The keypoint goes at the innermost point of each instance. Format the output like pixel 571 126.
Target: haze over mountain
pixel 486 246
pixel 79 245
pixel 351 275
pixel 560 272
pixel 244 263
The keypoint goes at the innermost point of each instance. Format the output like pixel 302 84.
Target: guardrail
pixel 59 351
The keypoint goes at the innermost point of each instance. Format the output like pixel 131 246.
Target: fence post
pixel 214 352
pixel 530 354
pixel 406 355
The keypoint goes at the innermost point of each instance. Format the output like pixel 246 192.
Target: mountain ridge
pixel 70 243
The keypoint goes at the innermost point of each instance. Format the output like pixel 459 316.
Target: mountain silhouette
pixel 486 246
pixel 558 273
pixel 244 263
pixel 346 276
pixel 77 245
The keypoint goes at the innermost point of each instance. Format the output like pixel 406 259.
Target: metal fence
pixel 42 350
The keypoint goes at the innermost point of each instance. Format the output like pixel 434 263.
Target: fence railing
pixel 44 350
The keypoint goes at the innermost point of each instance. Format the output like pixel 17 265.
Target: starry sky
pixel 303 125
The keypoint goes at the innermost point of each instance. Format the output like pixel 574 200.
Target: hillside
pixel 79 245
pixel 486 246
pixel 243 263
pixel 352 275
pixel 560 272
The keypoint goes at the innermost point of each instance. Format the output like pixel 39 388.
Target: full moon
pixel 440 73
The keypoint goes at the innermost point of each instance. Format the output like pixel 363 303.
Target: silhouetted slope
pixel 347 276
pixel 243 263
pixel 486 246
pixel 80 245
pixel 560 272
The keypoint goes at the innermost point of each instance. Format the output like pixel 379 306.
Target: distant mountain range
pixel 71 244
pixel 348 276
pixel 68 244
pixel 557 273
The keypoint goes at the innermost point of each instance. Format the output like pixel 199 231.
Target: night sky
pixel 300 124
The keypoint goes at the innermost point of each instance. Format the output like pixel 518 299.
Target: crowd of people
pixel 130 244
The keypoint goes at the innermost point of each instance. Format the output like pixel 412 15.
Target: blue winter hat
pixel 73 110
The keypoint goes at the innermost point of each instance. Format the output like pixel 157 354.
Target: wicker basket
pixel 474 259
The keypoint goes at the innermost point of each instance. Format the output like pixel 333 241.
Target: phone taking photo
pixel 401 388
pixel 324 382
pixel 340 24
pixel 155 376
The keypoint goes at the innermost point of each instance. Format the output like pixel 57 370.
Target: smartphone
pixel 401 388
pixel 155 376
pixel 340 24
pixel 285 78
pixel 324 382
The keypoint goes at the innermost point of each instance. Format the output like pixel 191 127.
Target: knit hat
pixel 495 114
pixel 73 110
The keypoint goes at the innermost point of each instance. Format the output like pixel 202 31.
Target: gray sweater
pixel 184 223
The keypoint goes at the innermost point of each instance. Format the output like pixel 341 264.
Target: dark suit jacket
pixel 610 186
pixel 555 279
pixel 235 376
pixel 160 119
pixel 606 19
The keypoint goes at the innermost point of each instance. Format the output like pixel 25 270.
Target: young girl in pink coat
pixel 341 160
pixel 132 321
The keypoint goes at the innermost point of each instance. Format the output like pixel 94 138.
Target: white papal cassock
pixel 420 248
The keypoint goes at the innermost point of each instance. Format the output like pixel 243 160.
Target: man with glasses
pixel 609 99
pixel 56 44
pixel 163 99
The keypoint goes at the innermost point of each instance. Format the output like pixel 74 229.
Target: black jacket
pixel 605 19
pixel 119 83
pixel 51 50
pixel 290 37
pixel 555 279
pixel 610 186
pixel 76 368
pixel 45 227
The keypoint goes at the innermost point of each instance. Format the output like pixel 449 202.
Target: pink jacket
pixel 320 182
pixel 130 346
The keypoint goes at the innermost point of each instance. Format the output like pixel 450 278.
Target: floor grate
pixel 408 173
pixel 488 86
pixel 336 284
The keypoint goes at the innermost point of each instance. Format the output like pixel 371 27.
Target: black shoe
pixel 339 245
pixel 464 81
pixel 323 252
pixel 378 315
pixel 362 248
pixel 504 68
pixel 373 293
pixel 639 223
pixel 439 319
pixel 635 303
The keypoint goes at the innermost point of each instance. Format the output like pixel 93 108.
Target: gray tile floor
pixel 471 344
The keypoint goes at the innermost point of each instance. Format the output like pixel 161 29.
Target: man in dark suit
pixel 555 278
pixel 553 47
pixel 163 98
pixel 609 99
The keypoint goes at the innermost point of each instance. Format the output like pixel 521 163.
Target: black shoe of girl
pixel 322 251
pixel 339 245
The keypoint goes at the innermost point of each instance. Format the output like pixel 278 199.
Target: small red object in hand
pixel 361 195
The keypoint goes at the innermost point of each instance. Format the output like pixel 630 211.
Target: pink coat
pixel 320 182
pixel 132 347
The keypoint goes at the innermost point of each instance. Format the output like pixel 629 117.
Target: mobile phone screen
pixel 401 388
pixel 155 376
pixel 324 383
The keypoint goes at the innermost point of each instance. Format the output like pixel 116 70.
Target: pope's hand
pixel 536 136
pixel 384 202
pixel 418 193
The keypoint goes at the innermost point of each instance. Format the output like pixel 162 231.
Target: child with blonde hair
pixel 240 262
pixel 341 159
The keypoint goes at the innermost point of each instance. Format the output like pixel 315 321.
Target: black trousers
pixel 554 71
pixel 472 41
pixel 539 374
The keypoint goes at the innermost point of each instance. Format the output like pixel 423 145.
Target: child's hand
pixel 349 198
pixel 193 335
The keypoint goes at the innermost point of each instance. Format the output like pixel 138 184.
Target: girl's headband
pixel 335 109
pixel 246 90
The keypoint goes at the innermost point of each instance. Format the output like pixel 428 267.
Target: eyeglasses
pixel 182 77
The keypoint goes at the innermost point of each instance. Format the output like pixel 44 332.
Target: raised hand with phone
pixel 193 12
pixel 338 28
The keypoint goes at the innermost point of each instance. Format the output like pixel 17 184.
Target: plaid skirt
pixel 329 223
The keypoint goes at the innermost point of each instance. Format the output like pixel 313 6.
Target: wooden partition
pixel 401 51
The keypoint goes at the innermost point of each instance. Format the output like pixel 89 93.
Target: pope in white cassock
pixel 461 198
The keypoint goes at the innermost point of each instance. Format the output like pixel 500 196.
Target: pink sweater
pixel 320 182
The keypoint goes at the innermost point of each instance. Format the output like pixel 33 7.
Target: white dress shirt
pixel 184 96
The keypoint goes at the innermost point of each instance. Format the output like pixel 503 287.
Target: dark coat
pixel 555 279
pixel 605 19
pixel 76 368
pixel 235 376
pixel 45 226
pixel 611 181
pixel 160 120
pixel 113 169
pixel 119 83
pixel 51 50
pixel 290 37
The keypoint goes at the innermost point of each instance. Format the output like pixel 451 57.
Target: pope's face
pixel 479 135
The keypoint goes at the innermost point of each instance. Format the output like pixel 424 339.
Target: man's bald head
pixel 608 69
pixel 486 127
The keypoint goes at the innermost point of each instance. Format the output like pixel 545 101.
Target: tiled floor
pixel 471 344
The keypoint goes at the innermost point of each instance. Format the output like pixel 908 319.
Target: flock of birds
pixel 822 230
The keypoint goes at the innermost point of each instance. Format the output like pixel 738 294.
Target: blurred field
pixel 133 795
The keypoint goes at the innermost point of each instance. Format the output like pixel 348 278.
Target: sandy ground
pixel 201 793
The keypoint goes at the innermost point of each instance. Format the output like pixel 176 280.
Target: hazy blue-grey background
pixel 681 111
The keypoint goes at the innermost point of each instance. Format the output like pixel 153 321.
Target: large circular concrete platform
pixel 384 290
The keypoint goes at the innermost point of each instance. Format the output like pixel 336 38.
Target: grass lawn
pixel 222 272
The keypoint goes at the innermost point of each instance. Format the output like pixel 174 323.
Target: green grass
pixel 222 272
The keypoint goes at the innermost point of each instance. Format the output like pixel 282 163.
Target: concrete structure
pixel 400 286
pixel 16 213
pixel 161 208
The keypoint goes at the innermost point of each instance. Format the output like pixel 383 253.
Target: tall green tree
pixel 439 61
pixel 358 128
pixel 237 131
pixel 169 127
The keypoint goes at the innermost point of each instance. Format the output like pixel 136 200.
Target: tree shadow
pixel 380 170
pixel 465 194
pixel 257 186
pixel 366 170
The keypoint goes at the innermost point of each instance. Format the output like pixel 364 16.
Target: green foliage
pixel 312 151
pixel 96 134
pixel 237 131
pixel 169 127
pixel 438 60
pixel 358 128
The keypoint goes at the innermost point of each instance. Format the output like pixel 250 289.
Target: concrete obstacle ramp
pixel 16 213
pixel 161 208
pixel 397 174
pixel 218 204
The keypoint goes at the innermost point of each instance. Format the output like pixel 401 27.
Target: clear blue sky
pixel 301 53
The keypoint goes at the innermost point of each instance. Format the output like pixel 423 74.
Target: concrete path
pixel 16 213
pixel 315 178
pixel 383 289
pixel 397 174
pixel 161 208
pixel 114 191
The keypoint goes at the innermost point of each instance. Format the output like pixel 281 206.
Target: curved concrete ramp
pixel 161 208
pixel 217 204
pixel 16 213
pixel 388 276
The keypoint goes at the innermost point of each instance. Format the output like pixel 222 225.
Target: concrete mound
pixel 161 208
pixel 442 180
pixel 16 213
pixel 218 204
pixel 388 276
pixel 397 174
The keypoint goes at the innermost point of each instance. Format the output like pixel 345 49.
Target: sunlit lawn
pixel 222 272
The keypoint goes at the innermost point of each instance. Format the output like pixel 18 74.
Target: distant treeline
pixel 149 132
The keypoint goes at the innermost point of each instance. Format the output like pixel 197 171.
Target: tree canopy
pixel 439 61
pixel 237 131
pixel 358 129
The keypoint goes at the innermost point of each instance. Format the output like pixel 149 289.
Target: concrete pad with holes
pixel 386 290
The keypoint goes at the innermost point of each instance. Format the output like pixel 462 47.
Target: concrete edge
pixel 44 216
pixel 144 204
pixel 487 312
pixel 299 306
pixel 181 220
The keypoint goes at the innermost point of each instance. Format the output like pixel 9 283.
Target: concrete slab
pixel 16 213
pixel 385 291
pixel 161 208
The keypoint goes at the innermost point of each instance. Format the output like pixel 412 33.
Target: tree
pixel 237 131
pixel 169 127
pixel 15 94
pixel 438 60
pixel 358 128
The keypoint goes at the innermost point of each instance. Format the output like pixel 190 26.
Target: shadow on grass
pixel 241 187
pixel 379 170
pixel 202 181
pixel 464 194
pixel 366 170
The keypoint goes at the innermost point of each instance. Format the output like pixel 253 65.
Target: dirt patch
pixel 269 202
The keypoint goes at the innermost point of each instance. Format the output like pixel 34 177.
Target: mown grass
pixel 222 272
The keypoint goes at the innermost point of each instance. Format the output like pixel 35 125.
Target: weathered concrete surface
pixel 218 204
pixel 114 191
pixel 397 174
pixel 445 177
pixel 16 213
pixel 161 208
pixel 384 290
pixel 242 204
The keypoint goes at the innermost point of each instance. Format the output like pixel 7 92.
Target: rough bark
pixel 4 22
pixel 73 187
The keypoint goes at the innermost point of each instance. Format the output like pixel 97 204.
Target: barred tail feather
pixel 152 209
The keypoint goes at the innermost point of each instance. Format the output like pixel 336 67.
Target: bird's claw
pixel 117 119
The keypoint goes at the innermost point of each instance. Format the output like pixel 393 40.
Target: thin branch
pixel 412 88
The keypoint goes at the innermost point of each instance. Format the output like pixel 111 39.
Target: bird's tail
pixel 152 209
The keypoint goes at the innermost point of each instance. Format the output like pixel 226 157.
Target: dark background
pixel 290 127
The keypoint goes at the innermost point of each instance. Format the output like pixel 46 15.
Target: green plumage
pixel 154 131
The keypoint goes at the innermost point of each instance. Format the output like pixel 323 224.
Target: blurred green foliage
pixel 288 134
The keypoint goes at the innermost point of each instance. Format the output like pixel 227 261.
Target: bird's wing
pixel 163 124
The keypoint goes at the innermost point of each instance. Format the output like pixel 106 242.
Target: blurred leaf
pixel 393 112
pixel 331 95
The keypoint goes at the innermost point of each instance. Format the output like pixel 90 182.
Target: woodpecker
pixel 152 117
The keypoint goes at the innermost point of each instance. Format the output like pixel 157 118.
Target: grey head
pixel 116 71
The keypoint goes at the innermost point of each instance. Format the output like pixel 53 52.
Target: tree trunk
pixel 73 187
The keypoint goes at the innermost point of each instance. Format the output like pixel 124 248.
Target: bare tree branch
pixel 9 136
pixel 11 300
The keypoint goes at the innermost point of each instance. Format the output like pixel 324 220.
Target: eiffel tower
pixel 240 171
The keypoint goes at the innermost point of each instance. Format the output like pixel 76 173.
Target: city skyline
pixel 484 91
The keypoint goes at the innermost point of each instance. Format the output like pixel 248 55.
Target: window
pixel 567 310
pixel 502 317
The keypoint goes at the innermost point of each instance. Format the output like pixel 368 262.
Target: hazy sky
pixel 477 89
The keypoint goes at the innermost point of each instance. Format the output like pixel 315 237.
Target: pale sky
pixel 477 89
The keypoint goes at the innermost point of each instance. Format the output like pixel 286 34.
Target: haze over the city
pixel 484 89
* * * * *
> _Exercise aim_: Look above for the line holding "Target: sunlit lawn" and the line holding "pixel 35 125.", then output exactly those two lines and every line between them, nothing more.

> _Output of the exercise_:
Target: sunlit lawn
pixel 222 272
The keypoint goes at the innermost point of each instance. Format the output like pixel 18 74.
Target: distant treeline
pixel 149 132
The keypoint goes at the innermost point of each instance. Format the output like pixel 197 171.
Target: tree canopy
pixel 439 61
pixel 237 131
pixel 358 129
The keypoint goes at the innermost point of each instance. Format the output like pixel 149 289.
Target: concrete pad with holes
pixel 386 290
The keypoint goes at the innermost point of each instance. Format the output like pixel 462 47.
Target: concrete edge
pixel 44 216
pixel 144 204
pixel 487 312
pixel 299 306
pixel 181 220
The keypoint goes at the innermost point of each instance. Format the output like pixel 9 283.
Target: concrete slab
pixel 16 213
pixel 385 291
pixel 161 208
The keypoint goes at the innermost point of each instance. Format the output like pixel 412 33.
Target: tree
pixel 237 131
pixel 169 127
pixel 15 94
pixel 438 60
pixel 358 128
The keypoint goes at the innermost point of each instance. Format the output like pixel 190 26.
Target: shadow on grass
pixel 241 187
pixel 379 170
pixel 202 181
pixel 464 194
pixel 366 170
The keypoint goes at the innermost point of each instance. Format the output like pixel 253 65.
Target: dirt patch
pixel 269 202
The keypoint goes at the innermost point of each instance. Format the output like pixel 34 177.
Target: mown grass
pixel 222 272
The keypoint goes at the innermost point of each instance. Format the output like pixel 35 125.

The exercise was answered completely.